── Trecho selecionado ──

A aparente contradição no apoio de grupos cristãos ao sionismo é, na verdade, desfeita quando se compreende a natureza do chamado “sionismo cristão”. Ele tem como uma de suas principais bases o dispensacionalismo, movimento religioso surgido na Inglaterra oitocentista e que se expandiu rapidamente nos EUA entre as útimas décadas do século XIX e as primeiras do XX.
O dispensacionalismo não se constitui em uma denominação evangélica específica, mas em um sistema teológico com adeptos entre protestantes, pentecostais e neopentecostais que tem como um de seus pontos centrais a crença na segunda vinda de Cristo como um acontecimento futuro que ocorrerá no mundo físico.
A teologia dispensacionalista também crê que a existência de Israel é uma condição para a volta de Jesus. Defender Israel, nesse sentido, é defender o plano divino.
Para muitos evangélicos estadunidenses e brasileiros, o Estado de Israel é mais do que uma nação: é o cenário do retorno messiânico. Essa defesa incondicional e apaixonada, no entanto, não se baseia em uma aproximação com o judaísmo como religião ou cultura, mas em uma leitura específica da Bíblia que instrumentaliza Israel como peça-chave de um futuro apocalíptico.
Não é de se espantar, portanto, que a maior organização sionista do mundo nos dias de hoje não seja formada por judeus, mas sim por evangélicos: é a “Cristãos Unidos por Israel”, com mais de dois milhões de membros.
O problema é que o sionismo cristão esconde, por trás dessa devoção a Israel, uma lógica que, na prática, tem traços profundamente antissemitas, embora à primeira vista pareça expressar simpatia e apoio aos judeus. Como já apontaram autores como o historiador Shlomo Sand, a narrativa dispensacionalista enxerga os judeus não como sujeitos de fé legítimos, mas como peças de uma engrenagem escatológica. O objetivo final não é a convivência pacífica entre judeus e cristãos, mas a conversão total dos primeiros ao cristianismo. Ou seja: Israel é exaltada, mas os judeus, enquanto tais, estão destinados ao desaparecimento ou à conversão forçada.
Como assinala Sand, em seu clássico livro “A Invenção da Terra de Israel”, aqueles que recusarem a conversão mesmo assim, “devem por fim pagar o preço, isto é, desaparecer e arder no inferno”. O entusiasmo não é pelo judaísmo, mas pelo seu fim.
Em “O novo conservadorismo brasileiro”, Marina Basso Lacerda reitera que, para esta doutrina, o retorno de Cristo e o apocalipse ocorreriam uma geração após o retorno de judeus a Israel: “Assim, a criação do Estado de Israel em 1948 foi vista como um sinal. Acreditava-se que a Batalha Final seria lançada por uma invasão da URSS — nação tida como “ateia e pecadora” — contra Israel”. “Essa crença” – continua a autora – “teria sido expressa até mesmo por Ronald Reagan. Daí a intensa atenção da direita cristã à política do Oriente Médio”.
Logo, para muitas correntes neopentecostais, a sobrevivência de Israel em meio a guerras, escassez de recursos naturais e tragédias históricas seria a prova cabal de que ali haveria uma intervenção divina.

───
── Registros fornecidos ──

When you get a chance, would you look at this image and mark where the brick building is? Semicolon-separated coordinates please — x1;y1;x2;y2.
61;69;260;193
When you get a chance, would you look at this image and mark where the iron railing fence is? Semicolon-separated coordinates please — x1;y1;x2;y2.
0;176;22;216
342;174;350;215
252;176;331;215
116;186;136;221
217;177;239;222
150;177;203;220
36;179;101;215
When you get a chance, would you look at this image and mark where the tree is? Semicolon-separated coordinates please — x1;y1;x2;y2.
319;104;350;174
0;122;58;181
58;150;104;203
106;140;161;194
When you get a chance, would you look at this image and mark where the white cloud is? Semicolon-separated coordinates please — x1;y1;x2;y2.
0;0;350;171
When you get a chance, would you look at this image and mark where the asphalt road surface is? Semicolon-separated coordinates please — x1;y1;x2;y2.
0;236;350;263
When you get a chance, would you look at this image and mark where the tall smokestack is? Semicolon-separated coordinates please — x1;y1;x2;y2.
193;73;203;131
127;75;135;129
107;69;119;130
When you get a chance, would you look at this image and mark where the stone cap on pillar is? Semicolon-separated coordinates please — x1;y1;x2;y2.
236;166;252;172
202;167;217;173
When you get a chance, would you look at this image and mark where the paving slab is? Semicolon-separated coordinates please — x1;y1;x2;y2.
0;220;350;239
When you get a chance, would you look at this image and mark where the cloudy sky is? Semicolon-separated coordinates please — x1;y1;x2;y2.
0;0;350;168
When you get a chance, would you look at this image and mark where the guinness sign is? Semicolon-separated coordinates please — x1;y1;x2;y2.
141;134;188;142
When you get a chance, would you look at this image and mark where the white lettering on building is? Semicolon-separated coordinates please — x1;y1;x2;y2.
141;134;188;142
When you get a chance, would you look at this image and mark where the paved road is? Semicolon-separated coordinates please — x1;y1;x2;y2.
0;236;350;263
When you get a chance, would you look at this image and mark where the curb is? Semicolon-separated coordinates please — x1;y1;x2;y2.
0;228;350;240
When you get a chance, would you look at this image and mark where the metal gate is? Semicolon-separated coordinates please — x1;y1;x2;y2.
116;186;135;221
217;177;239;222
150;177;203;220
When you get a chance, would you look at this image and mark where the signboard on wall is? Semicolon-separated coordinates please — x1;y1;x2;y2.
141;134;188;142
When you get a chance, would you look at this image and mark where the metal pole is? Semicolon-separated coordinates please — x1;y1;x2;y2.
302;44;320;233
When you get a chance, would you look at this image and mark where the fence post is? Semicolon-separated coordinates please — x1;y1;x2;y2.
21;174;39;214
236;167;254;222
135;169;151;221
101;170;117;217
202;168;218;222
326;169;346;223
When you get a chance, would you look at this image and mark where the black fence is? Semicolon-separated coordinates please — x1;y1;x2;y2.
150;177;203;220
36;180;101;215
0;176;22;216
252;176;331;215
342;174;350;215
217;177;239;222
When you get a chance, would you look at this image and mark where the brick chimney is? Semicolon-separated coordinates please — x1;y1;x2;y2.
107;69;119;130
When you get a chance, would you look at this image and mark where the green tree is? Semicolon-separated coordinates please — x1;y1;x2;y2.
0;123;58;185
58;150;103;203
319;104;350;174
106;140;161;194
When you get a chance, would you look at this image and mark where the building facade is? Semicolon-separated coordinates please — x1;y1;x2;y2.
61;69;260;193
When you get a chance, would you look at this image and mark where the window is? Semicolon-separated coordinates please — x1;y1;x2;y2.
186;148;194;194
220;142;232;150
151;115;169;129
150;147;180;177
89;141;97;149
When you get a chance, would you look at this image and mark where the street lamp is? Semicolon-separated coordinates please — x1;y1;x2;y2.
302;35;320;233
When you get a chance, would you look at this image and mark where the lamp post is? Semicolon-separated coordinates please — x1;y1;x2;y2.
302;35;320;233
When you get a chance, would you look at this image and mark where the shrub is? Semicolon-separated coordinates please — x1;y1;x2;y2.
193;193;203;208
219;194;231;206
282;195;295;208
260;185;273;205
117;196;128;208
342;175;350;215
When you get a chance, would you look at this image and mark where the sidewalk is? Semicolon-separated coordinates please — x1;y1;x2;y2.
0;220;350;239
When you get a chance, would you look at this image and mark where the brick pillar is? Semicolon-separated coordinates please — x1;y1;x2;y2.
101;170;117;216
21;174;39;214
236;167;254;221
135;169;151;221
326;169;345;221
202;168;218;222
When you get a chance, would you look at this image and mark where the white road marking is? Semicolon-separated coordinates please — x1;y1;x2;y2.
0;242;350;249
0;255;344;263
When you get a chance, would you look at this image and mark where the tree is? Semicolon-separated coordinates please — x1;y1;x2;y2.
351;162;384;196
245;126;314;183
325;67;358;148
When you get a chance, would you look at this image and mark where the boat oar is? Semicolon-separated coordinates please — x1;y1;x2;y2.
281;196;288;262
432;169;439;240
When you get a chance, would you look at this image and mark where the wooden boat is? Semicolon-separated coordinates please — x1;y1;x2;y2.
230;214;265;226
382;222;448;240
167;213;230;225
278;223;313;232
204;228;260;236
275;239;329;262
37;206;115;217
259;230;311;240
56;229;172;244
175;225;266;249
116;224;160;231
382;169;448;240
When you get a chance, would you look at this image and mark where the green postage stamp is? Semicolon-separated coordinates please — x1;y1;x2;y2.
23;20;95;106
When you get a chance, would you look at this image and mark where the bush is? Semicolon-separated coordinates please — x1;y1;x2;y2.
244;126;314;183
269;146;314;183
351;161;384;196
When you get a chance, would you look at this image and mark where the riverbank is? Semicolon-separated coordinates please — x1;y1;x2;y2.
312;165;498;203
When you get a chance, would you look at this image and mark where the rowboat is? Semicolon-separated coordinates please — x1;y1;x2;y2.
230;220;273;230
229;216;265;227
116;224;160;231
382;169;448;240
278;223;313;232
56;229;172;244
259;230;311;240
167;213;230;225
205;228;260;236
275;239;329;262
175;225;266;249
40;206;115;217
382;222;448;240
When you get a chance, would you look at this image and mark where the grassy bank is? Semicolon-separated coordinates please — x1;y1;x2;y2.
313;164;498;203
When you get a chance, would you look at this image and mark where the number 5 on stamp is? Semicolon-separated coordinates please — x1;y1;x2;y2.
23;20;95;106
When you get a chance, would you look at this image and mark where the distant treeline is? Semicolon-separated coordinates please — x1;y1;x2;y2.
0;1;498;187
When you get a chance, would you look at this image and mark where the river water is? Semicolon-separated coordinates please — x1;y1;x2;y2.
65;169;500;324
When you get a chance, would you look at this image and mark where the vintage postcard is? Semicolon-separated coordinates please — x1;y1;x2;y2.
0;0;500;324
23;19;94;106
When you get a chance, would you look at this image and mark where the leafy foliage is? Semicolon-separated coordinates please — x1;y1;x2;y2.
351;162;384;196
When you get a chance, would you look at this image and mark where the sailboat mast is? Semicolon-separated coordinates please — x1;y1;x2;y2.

───

§ Tarefas:
[a] Indique, por favor, cada linha dos registros em que aparece a palavra "lamp", copiando-a por inteiro.
[b] Dê continuidade ao texto sobre o sionismo cristão a partir do ponto em que ele termina.

§ Respostas por tarefa:
[a]
When you get a chance, would you look at this image and mark where the street lamp is? Semicolon-separated coordinates please — x1;y1;x2;y2.
When you get a chance, would you look at this image and mark where the lamp post is? Semicolon-separated coordinates please — x1;y1;x2;y2.

[b]
O bolsonarismo e a instrumentalização política da Israel imaginária
Todos esses elementos constaram em um discurso do então deputado Jair Bolsonaro no plenário da Câmara em 2017, durante uma sessão em homenagem à criação do Estado de Israel. Um ano antes, mesmo continuando a se declarar católico, Bolsonaro foi batizado no Rio Jordão pelo pastor Everaldo Dias Pereira, por ocasião de uma viagem para participar das comemorações dos 68 anos da independência do país. O pastor Everaldo é uma das principais lideranças da Assembleia de Deus e foi candidato à presidência da República pelo Partido Social Cristão (PSC), em 2014, obtendo quase 800 mil votos.
Bolsonaro e o Bolsonarismo são exemplos dos usos políticos da Israel imaginária – embranquecida, cristã e à espera da segunda vinda de Cristo -, algo bastante distante de Israel real. Pouco importam as complexidades israelenses, as diversas identidades envolvidas, a questão palestina, as contradições enquanto nação, tudo isso é simplificado em uma visão idealizada do país.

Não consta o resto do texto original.